* [ASSIGNMENT]:
Write out, word for word, everything in the ESP32 text below from "This Chinese module" down to "write assembly code.".

EXERCISE TEXT section start

Surprisingly, I am really fond of this device -- even though it is pretty much an undocumented hodgepodge of weird crap. However, it is _a lot_ of weird crap in there, and the CPU is interesting.
This Chinese module built by Espressif Systems uses a Tensilica XTensa LX-6 (LX-7 in some newer modules) CPU. I was disappointed but not surprised that Tensilica is a California IP company that collects royalties on its CPU design. As such, there is not much documentation.
A few years ago I picked up a dozen of these $5.00 ESP32 boards, but gave up in disgust when I could not get any documentation -- I refuse to program a computer with an undocumented CPU (unless it is to reverse engineer it, and I was not in the mood).
Today some outdated documentation is available: a large manual documenting the instructions of LX-6 (somewhat dated), a hardware reference manual documenting the mass of registers, and a few related manuals. Just enough to write assembly code.
Original Esp32 modules are actually tiny - maybe 15mm square boards complete with a 3-core CPU, around 260Kb of RAM and a few MB or flash. There is a ton of peripherals: analog and digital pins, timers, touch sensors, caches, memory manager, DMA, and even a WIFI module. The hardware reference manual is scary -- hundreds of pages with peripherals that keep coming.

EXERCISE TEXT section end
SUPPLIED MATERIAL section start

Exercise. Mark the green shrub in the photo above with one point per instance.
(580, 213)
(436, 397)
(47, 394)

SUPPLIED MATERIAL section end

* [ANSWER BOX]:
This Chinese module built by Espressif Systems uses a Tensilica XTensa LX-6 (LX-7 in some newer modules) CPU. I was disappointed but not surprised that Tensilica is a California IP company that collects royalties on its CPU design. As such, there is not much documentation.
A few years ago I picked up a dozen of these $5.00 ESP32 boards, but gave up in disgust when I could not get any documentation -- I refuse to program a computer with an undocumented CPU (unless it is to reverse engineer it, and I was not in the mood).
Today some outdated documentation is available: a large manual documenting the instructions of LX-6 (somewhat dated), a hardware reference manual documenting the mass of registers, and a few related manuals. Just enough to write assembly code.